Ich lese derzeit die Fallada-Biografie von Peter Walther. Einfach toll geschrieben und zum Festlesen:
So einige Bücher habe ich von Fallada ja schon gelesen. Er hat es zu meinem Lieblingsschriftsteller gebracht. Vor allem wohl, weil er immer nah bei den kleinen Leuten ist. Und das, wo seine Familie selbst nicht zu denen gehörte.
Er wurde am 1. Juli 1893 als Rudolf Ditzen geboren. Nach zwei Mädchen ist er der ersehnte Sohn. Etwas später kommt noch ein Bruder - und so ist die Familie komplett. Und egal, was ihm widerfahren wird - er ist ein Glückskind.

◇ ◇ ◇

Ihre Aufgabe | Setzen Sie den Text über Fallada dort fort, wo er aufhört. Die anschließende Auflistung ist eigenständiges Material und gehört nicht zum Text über Fallada.

◇ ◇ ◇

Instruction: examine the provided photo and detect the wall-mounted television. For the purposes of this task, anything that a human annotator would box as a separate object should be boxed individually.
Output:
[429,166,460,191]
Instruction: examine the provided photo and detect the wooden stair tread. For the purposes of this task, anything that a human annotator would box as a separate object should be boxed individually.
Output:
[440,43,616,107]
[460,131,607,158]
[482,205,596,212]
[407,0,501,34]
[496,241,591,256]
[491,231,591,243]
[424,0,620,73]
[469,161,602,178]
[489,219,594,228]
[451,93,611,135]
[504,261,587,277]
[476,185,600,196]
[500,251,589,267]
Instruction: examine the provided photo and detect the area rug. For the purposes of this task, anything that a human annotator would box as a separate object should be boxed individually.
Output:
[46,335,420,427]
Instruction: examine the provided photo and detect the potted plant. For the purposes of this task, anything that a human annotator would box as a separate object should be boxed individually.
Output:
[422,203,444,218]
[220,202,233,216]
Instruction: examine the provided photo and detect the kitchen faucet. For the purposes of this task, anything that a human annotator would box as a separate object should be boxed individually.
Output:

◇ ◇ ◇

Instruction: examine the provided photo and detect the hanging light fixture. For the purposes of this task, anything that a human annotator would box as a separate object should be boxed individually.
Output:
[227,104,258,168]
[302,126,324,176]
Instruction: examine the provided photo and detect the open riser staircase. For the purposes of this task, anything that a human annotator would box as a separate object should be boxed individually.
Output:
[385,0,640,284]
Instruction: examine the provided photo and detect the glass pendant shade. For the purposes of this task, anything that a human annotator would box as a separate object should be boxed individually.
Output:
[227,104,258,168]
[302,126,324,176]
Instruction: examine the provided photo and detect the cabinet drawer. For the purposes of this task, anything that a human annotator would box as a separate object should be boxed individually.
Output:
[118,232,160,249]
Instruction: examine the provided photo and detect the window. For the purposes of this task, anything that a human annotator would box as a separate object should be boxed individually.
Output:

◇ ◇ ◇

Antwort |
Die Eltern führen eine harmonische Ehe, finanziell steht die Familie durch die berufliche Stellung des Vaters auf guten und sicheren Füßen. Die Vorfahren väterlicherseits stammen aus Ostfriesland. Hier amtiert Rudolfs Urgroßvater Cirk Stürenburg "in der ersten Hälfte des 19. Jahrhunderts als Präsident der ostfriesischen Anwaltskammer, [...] leitet in Aurich den Bach-Verein und veröffentlicht nach über 20 Jahren Recherche 1857 ein ostfriesisches Wörterbuch" - Seiten 16/17.
Rudolfs Mutter kommt aus einer Pflegefamilie, in der sie sehr unglücklich war. Als sie ihren Mann kennenlernt, ist es wie eine Befreiung für sie.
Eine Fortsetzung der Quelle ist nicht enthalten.